(Box-labeled dataset extracts)
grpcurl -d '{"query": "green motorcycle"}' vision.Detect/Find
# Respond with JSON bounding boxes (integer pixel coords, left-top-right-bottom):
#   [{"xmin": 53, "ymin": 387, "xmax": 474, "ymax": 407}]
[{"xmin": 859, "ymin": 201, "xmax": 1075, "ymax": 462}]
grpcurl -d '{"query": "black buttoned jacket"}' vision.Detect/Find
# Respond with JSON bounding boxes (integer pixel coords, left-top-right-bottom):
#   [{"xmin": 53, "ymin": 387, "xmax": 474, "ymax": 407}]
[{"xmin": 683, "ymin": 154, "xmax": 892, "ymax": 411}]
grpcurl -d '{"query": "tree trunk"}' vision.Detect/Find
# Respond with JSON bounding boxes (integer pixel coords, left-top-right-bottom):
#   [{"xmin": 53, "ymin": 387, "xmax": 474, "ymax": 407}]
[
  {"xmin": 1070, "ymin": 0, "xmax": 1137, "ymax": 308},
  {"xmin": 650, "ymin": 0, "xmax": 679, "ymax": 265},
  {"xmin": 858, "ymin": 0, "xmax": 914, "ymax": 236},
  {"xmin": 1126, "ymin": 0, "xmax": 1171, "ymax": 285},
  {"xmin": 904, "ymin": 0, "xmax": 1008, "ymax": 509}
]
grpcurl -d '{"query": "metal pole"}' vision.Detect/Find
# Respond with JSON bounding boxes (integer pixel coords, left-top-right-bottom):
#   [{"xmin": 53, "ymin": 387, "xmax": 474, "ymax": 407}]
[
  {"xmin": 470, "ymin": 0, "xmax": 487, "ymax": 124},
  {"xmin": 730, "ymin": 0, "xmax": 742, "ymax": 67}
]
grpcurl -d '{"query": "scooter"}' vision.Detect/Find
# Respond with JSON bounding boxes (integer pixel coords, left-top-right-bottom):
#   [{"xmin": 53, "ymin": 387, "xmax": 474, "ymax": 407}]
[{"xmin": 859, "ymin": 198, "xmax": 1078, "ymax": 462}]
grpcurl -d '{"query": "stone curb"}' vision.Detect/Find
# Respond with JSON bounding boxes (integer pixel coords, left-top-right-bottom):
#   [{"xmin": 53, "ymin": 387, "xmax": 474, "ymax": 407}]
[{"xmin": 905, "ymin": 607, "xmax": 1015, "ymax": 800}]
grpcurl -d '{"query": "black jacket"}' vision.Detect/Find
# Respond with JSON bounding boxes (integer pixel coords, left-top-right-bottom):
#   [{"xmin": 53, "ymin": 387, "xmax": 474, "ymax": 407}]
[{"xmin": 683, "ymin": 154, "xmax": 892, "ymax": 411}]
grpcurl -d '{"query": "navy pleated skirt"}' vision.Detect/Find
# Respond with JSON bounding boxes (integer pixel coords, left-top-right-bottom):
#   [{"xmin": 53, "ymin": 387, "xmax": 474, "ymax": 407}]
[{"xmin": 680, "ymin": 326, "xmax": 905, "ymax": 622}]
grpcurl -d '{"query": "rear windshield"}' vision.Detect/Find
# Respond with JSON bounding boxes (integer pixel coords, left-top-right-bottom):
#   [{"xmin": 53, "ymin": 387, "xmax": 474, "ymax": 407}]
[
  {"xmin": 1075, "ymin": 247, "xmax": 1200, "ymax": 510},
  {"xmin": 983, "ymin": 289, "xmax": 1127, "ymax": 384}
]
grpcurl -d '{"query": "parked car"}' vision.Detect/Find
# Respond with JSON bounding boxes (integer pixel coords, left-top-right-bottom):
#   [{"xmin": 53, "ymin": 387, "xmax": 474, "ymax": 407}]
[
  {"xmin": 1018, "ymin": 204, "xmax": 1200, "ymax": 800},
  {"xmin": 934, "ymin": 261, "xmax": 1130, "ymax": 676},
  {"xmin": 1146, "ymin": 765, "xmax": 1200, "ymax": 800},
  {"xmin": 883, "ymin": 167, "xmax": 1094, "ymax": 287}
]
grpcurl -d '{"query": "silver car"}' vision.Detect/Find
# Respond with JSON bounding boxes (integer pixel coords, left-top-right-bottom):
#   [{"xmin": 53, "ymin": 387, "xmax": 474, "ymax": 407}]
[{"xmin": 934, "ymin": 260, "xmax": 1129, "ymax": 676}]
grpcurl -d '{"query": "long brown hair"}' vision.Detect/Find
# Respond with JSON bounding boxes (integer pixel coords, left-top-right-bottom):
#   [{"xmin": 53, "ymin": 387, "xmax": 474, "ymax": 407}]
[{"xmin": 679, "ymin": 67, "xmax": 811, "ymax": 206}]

Your objective
Pick out each line in the records above that contains the string "vision" and copy those lines in full.

Final result
grpcurl -d '{"query": "green motorcycle"}' vision.Detect/Find
grpcurl -d '{"query": "black buttoned jacket"}' vision.Detect/Find
grpcurl -d '{"query": "tree trunk"}' vision.Detect/Find
grpcurl -d '{"query": "metal pole"}' vision.Detect/Find
grpcurl -d '{"query": "scooter"}' vision.Detect/Find
grpcurl -d '{"query": "stone curb"}' vision.Detect/Find
grpcurl -d '{"query": "black jacket"}' vision.Detect/Find
grpcurl -d '{"query": "navy pleated skirt"}' vision.Detect/Find
grpcurl -d '{"query": "rear windshield"}' vision.Detect/Find
grpcurl -d '{"query": "parked car"}' vision.Detect/Find
grpcurl -d '{"query": "silver car"}' vision.Detect/Find
grpcurl -d '{"query": "long brown hair"}' vision.Detect/Find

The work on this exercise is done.